How to complete this task
Please extract, word for word, the stretch of the publication history below starting at "The book was re-issued immediately" and ending at "has been found.".

As of October 2002, evidence is inconclusive as to exactly how many first editions were printed. Worldcat and Eureka show that the book was re-issued in June of 1925 by Grosset & Dunlap, and that company notes that its 20th printing of their edition occurred in March of 1926.

5 Editions from other publishers? If so, list their dates and publishers; if not, enter N/A

The book was re-issued immediately in 1925 by Grosset and Dunlap as the first installment of their $1 bestselling fiction series, a calculated departure from their previous 75 cent bestseller series. These editions were noted for their superior cloth binding, better paper, stained tops, and two-color title pages. In 1926, a British edition of the book was released by W Heinemann publishing. The Popular Library re-issued an edition of the book in 1953. Source: Tebbel, A History of Book Publishing in the United States , Volume III

6 Last date in print? lists the book as out of print. Searches of Eureka and Worldcat both revealed a 1953 Popular Library Edition, and as of October 2002 nothing newer has been found.

7 Total copies sold? (source and date of information?)

The only concrete information gathered is from Hackett's 80 Years of Bestsellers , indicating that in 1925 the #1 Bestseller, A. Hamilton Gibbs' Soundings , sold slightly less than 100,000 copies, thus it can be inferred that The Perennial Bachelor as the #8 bestseller was somewhere under this number.

8 Sales figures by year? (source and date of information?)

No reliable sales figures by year have been established as of October 2002.

9 Advertising copy (transcribe significant excerpts, briefly identify where ads were placed)

Data for analysis
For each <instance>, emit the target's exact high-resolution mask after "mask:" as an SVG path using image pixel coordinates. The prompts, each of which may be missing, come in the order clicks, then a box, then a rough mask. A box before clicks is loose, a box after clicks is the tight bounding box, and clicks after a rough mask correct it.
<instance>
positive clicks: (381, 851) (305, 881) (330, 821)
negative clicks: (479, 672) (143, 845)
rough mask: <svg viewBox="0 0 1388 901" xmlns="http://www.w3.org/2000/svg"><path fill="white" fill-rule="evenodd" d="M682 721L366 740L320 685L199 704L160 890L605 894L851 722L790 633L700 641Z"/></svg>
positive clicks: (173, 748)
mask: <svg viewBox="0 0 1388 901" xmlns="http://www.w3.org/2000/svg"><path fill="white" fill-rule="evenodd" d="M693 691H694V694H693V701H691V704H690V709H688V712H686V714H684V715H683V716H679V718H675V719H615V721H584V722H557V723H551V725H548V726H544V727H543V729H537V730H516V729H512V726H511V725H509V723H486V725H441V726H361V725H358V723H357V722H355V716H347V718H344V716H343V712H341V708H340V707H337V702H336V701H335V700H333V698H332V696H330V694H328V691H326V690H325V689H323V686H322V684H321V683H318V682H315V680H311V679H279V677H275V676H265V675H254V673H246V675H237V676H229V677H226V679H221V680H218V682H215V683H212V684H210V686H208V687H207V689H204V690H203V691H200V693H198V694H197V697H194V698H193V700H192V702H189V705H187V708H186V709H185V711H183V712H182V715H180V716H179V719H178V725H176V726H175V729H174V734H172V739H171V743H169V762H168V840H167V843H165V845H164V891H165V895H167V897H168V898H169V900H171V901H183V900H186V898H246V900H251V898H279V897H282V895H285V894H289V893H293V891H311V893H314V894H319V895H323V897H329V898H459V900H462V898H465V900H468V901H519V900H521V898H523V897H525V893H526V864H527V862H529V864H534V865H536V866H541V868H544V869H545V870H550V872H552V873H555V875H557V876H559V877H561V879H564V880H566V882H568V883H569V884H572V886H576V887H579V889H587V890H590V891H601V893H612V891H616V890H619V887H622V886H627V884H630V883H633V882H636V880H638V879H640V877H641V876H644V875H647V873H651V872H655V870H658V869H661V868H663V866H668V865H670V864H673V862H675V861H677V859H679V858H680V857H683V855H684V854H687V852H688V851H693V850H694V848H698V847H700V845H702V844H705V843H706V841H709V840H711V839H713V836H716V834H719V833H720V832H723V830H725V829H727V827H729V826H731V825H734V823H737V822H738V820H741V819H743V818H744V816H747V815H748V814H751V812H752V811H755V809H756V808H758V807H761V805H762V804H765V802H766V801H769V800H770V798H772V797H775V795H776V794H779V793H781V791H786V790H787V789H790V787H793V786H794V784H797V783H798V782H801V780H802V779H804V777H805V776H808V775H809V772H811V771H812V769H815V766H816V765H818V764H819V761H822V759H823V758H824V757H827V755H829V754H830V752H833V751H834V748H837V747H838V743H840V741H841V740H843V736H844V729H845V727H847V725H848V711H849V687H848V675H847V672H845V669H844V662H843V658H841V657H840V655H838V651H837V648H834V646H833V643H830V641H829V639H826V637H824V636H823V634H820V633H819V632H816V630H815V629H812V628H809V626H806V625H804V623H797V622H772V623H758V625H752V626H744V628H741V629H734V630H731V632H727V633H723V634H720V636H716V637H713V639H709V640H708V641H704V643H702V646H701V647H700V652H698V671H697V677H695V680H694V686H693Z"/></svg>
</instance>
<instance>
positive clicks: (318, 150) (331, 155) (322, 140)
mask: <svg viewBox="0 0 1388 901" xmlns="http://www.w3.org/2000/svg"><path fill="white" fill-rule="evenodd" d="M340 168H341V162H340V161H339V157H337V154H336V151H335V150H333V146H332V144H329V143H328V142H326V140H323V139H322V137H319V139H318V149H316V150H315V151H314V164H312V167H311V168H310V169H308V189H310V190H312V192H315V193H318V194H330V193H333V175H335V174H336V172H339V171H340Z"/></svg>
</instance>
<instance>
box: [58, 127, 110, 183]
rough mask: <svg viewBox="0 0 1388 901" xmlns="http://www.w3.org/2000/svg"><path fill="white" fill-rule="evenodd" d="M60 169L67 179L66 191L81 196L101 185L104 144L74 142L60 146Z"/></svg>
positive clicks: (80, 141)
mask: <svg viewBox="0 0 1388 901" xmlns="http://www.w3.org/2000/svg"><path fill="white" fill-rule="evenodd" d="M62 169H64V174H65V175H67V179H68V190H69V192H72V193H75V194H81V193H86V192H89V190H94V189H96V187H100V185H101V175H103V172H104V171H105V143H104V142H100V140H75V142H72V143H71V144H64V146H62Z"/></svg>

Response box
The book was re-issued immediately in 1925 by Grosset and Dunlap as the first installment of their $1 bestselling fiction series, a calculated departure from their previous 75 cent bestseller series. These editions were noted for their superior cloth binding, better paper, stained tops, and two-color title pages. In 1926, a British edition of the book was released by W Heinemann publishing. The Popular Library re-issued an edition of the book in 1953. Source: Tebbel, A History of Book Publishing in the United States , Volume III

6 Last date in print? lists the book as out of print. Searches of Eureka and Worldcat both revealed a 1953 Popular Library Edition, and as of October 2002 nothing newer has been found.